━━━ Texto do documento

A estagnação da renda domiciliar nos Estados Unidos, artigo de José Eustáquio Diniz Alves

 

 

[EcoDebate] Os Estados Unidos da América (EUA), especialmente depois da Segunda Guerra Mundial, conseguiram grandes avanços econômicos e se orgulhavam de ter uma sociedade com alta mobilidade social ascendente e o maior padrão de vida domiciliar do mundo. Nos anos de 1950 os EUA tinham uma grande vantagem tecnológica, financeira e de recursos humanos e ambientais, em relação ao resto do mundo. Também tinham a vantagem de terem a moeda que é aceita em todo o mundo como reserva de valor e meio de troca, sendo o único país do globo que pode se endividar no exterior usando sua própria moeda nacional.

Entre 1870 e 1967 a renda per capita americana cresceu 6 vezes, segundo cálculos de Angus Maddison. Estudo da Pew Research, mostra que em 1967 a renda média domiciliar anual era de 42,9 mil dólares (a preços de 2012) e cresceu até atingir o pico de 56 mil dólares em 1999 (ainda no governo Bill Clinton). Entre 2000 e 2007 (governo George W. Bush) a renda domiciliar ficou praticamente estagnada, mas em torno do patamar mais alto já alcançado.

Porém, depois da crise financeira de 2008, iniciada com a quebra do banco Lehman Brothers, a renda domiciliar iniciou uma trajetória de declínio, chegando ao nível mais baixo de 51 mil dólares, equivalente à renda do final dos anos de 1980. Ou seja, a renda domiciliar média dos EUA está estagnada nos últimos 25 anos, sendo que o valor de 2012 estava abaixo do nível pré-crise de 2007 e abaixo do pico de 1999, que estava 10% acima da atual.

O único grupo etário que apresentou ganhos foi dos idosos (65 anos e +) que tiveram a renda domiciliar aumentada de 16,6 mil dólares em 1967 para 33,8 mil dólares em 2012. Mas na média os domicílios com idosos tinham renda mais baixa do que o conjunto dos domicílios (provavelmente porque há muitos idosos morando sozinhos).

━━━━━━

A fazer -
• 1. Responda com base no texto sobre a renda domiciliar nos EUA:
(a) Segundo o estudo da Pew Research, qual era a renda média domiciliar anual em 1967, a preços de 2012?
(b) Que acontecimento deu início à crise financeira de 2008?
(c) Qual foi o único grupo etário que apresentou ganhos de renda domiciliar?
• 2. Converta em lista o parágrafo do texto sobre a renda domiciliar nos EUA que começa com "Entre 1870 e 1967", mantendo os dados principais.
• 3. Dê prosseguimento ao texto sobre a renda domiciliar nos EUA a partir da última frase apresentada, escrevendo mais um parágrafo.

━━━ Material fornecido

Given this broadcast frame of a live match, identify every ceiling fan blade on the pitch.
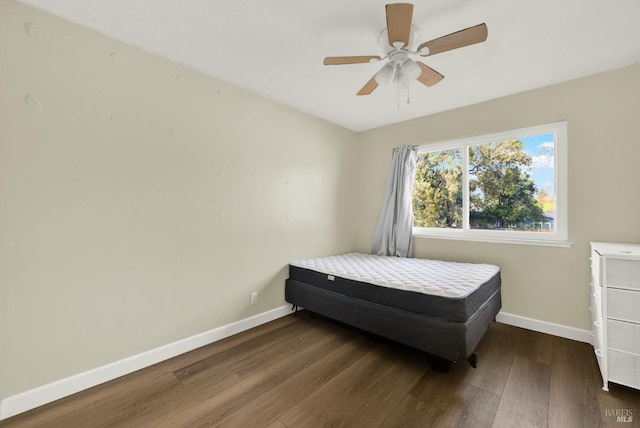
[416,61,444,87]
[418,24,487,56]
[323,55,380,65]
[358,75,378,95]
[385,3,413,47]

━━━━━━

Respostas do exercício -
• 1.
(a) 42,9 mil dólares.
(b) A quebra do banco Lehman Brothers.
(c) O dos idosos (65 anos e +). A renda domiciliar desse grupo passou de 16,6 mil dólares em 1967 para 33,8 mil dólares em 2012.

• 2.
- Entre 1870 e 1967, a renda per capita americana cresceu 6 vezes, segundo cálculos de Angus Maddison.
- Segundo a Pew Research, a renda média domiciliar anual era de 42,9 mil dólares em 1967 (a preços de 2012).
- Essa renda chegou ao pico de 56 mil dólares em 1999, no governo Bill Clinton.
- Entre 2000 e 2007, no governo George W. Bush, a renda ficou praticamente estagnada, mas em torno do patamar mais alto já alcançado.

• 3.
Em termos de “etnias”, em 2012, os asiáticos tinham renda domiciliar de 68,6 mil dólares, os brancos tinham renda domiciliar de 57 mil dólares, os hispânicos de 39 mil dólares e os pretos tinham renda domiciliar de 33,3 mil dólares. Os asiáticos tem aumentado a vantagem em relação aos brancos e demais etnias, mas também tiveram perdas de 1999. O hiato (gap) entre brancos e pretos ficou mais ou menos constante, com os brancos ganhando cerca de 70% a mais. O hiato a favor dos brancos em relação aos hispânicos tem aumentado de 30% em 1972 para 50% em 2012.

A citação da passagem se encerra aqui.